++++ DATA TO PROCESS ++++

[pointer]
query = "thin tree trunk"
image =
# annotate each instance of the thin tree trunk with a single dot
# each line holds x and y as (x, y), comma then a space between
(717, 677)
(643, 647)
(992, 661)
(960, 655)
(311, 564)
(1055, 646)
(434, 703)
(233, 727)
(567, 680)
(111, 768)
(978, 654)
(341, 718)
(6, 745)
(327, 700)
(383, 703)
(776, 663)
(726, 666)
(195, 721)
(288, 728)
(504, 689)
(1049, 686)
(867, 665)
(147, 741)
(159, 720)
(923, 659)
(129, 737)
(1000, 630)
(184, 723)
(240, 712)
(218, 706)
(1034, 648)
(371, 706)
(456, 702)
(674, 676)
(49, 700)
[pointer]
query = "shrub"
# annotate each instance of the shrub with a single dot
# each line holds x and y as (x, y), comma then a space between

++++
++++ DATA TO PROCESS ++++

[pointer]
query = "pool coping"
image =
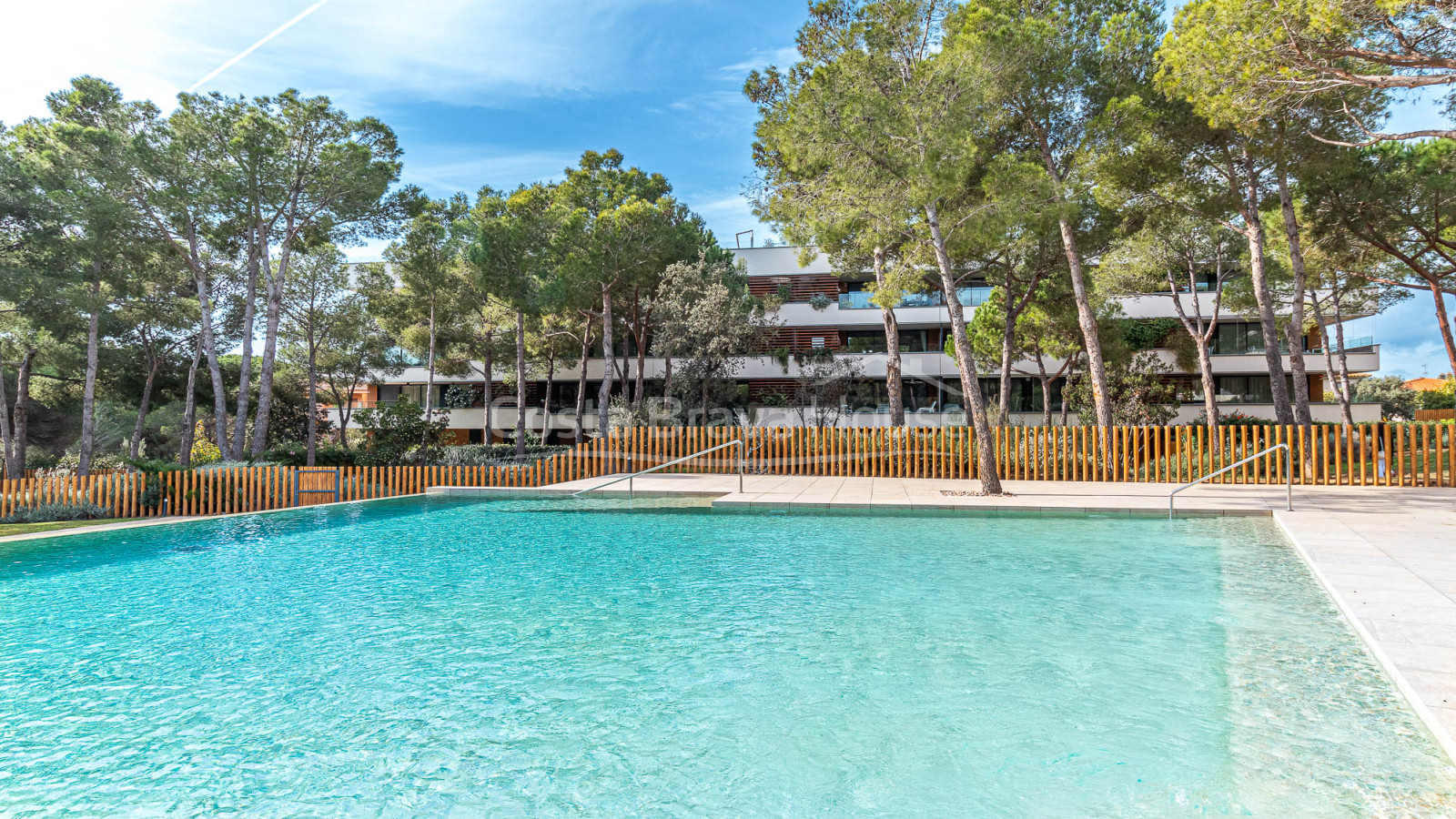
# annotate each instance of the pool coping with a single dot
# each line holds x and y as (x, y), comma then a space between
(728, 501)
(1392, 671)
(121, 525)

++++

EXERCISE -
Each line in the listing above that includes the word "with" needs to be copied out.

SOLUTION TO THE PROBLEM -
# annotate each instance of the thin tree trunk with a single dot
# annotate each instance of the shrub with a single dot
# annotate each instance of the pool coping with a single dot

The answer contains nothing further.